GOAL: Turn all of the rows below into a two-column CSV with the headers "prompt" and "points", giving one CSV line per row. Put each row's text and its points in their own quoted fields, with line breaks replaced by spaces.

DATA SUPPLIED:
- - - - -

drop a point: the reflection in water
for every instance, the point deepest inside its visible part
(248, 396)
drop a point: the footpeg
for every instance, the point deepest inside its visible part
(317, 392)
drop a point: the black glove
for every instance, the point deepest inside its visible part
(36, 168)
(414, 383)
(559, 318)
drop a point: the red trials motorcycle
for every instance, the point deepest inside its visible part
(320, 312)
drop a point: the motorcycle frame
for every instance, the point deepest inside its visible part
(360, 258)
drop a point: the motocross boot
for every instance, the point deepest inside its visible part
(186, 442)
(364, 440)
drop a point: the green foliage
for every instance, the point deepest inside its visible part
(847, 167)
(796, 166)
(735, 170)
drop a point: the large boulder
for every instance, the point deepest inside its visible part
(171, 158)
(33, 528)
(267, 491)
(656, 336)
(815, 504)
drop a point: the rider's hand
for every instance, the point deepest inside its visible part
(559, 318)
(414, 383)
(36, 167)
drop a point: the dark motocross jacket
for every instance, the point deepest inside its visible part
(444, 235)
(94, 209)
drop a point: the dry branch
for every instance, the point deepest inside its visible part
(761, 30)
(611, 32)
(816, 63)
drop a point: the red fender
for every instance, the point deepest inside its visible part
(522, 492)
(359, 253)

- - - - -

SOLVED PROBLEM:
prompt,points
"drop a point: the reflection in water for every instance, the point deepest inside its visible part","(248, 396)"
"drop a point: the footpeg for every instance, the point deepest inside its visible part","(317, 392)"
"drop a point: the black glove for every instance, the point deepest inside its visible part","(36, 168) (414, 383) (559, 318)"
"drop a point: the red trials motorcycle for every instance, the point deepest inside its visible part","(320, 312)"
"drop a point: the motorcycle frame for every instance, the point deepest inside its visible part","(360, 258)"
"drop a point: the motocross boot for every instance, the point deepest inside its visible part","(186, 442) (364, 440)"
"drop a point: the green foliage for every instance, the point deepest inside its visible part","(847, 167) (796, 166) (735, 170)"
"drop a point: the large boulder for every instance, the point deepest inside its visible part","(171, 158) (33, 528) (267, 491) (656, 336) (815, 504)"
"drop a point: the rider's hand for every instance, the point deepest inside its visible part","(559, 318) (414, 383) (36, 167)"
"drop a point: the dark motocross jacket for every instance, the point deepest inside its visible part","(444, 235) (94, 209)"
"drop a point: the dry branch for every instance, the point deepest inside its visible part","(761, 30) (611, 32) (816, 63)"
"drop a point: the red fender for every instance, the point deepest inside its visible part","(522, 492) (359, 253)"